* **Your goal**:
Rescale the part of the records that opens with the line containing "the wooden beam" and closes with the end of the records, both ends included. Reproduce every line in that part, requests included, and multiply each coordinate in the answers by 2.1, rounding to whole numbers with halves going up.

>> BEGIN Data lines

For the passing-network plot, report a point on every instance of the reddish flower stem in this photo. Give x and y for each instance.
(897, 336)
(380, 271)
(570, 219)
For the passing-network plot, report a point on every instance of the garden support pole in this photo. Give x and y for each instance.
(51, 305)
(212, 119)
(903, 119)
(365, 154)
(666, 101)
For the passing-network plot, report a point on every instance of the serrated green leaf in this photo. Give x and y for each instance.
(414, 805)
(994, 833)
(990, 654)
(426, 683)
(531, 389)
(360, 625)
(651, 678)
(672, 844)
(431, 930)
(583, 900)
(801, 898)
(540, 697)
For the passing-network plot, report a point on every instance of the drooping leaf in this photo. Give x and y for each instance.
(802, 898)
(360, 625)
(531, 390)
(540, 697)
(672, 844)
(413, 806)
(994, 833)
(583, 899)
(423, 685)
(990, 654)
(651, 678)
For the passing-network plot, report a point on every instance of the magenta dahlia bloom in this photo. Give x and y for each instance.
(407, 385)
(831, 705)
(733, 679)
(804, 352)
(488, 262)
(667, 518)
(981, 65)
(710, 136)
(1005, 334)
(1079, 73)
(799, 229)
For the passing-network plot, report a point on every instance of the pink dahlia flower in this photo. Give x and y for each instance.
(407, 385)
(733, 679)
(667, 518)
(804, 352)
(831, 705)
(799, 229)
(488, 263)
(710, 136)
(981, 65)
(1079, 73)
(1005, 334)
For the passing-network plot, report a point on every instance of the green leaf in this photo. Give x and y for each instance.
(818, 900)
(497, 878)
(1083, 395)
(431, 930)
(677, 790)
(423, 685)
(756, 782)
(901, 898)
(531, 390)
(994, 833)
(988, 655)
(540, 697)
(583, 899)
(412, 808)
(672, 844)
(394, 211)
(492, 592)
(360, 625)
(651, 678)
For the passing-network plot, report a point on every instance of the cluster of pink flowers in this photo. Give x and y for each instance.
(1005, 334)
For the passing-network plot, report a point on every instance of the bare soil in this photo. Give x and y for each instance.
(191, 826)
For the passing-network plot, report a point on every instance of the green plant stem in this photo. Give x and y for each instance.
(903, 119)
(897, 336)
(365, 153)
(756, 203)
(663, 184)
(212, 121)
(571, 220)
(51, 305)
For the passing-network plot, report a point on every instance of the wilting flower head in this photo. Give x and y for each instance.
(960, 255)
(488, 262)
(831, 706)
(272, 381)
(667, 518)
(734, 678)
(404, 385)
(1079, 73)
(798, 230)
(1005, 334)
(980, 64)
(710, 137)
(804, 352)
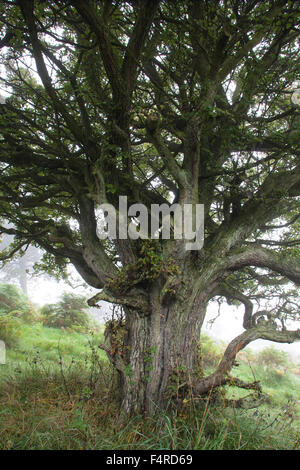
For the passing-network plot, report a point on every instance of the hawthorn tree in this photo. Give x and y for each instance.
(161, 101)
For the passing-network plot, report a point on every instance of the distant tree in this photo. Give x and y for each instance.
(70, 311)
(161, 101)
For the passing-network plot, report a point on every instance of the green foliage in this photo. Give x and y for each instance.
(272, 357)
(211, 353)
(14, 308)
(69, 312)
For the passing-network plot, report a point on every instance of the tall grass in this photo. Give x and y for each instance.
(58, 392)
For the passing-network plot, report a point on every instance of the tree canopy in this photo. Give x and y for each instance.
(161, 101)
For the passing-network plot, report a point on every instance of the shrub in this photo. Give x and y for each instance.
(69, 312)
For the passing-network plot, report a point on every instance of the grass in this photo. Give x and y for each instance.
(57, 391)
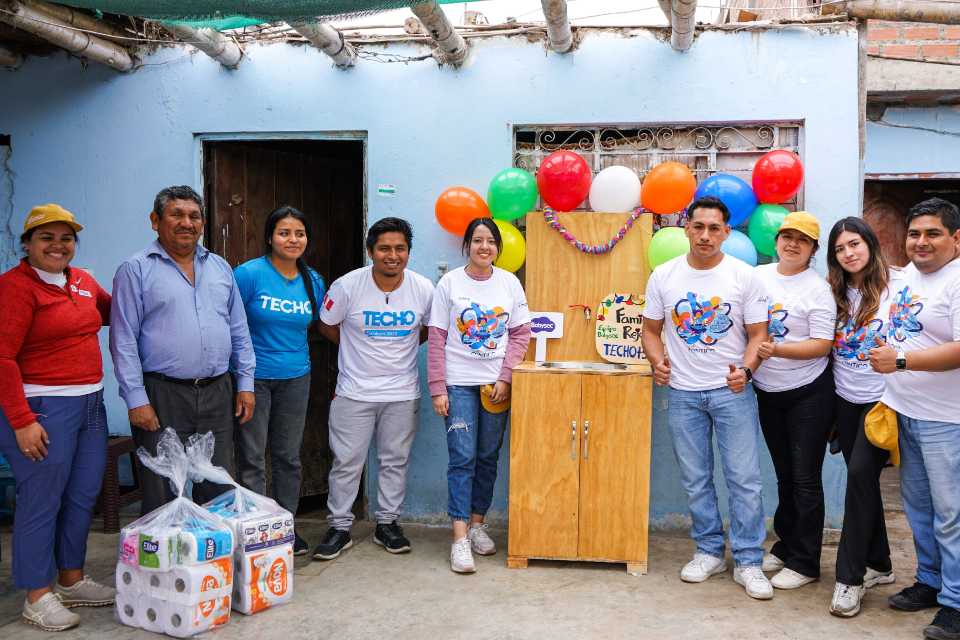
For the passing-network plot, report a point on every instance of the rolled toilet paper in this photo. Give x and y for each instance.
(150, 613)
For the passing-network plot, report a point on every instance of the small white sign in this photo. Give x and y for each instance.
(545, 325)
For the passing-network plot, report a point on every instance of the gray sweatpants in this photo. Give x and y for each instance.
(352, 427)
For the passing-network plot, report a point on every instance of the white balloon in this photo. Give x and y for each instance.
(615, 190)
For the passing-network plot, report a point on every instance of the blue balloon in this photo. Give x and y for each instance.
(741, 247)
(733, 192)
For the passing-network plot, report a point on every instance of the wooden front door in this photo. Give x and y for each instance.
(243, 182)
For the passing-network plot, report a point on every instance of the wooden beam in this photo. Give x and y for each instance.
(54, 30)
(559, 34)
(211, 42)
(904, 11)
(682, 23)
(451, 44)
(328, 40)
(9, 58)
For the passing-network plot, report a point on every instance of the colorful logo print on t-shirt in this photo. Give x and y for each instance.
(482, 328)
(854, 343)
(701, 321)
(776, 317)
(903, 315)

>> END Data lines

* **Exercise result**:
For the passing-network plot, report a point on every instance of the wooden beam in this photo. Give x and y for each instance.
(113, 63)
(1174, 71)
(443, 88)
(1898, 23)
(1432, 48)
(947, 92)
(689, 84)
(19, 122)
For the passing-network plot, report a point on every instance of the colorful logo print on t-shirt in this photo. Give x and y for each instance.
(1012, 689)
(1793, 720)
(1472, 674)
(1630, 666)
(1896, 662)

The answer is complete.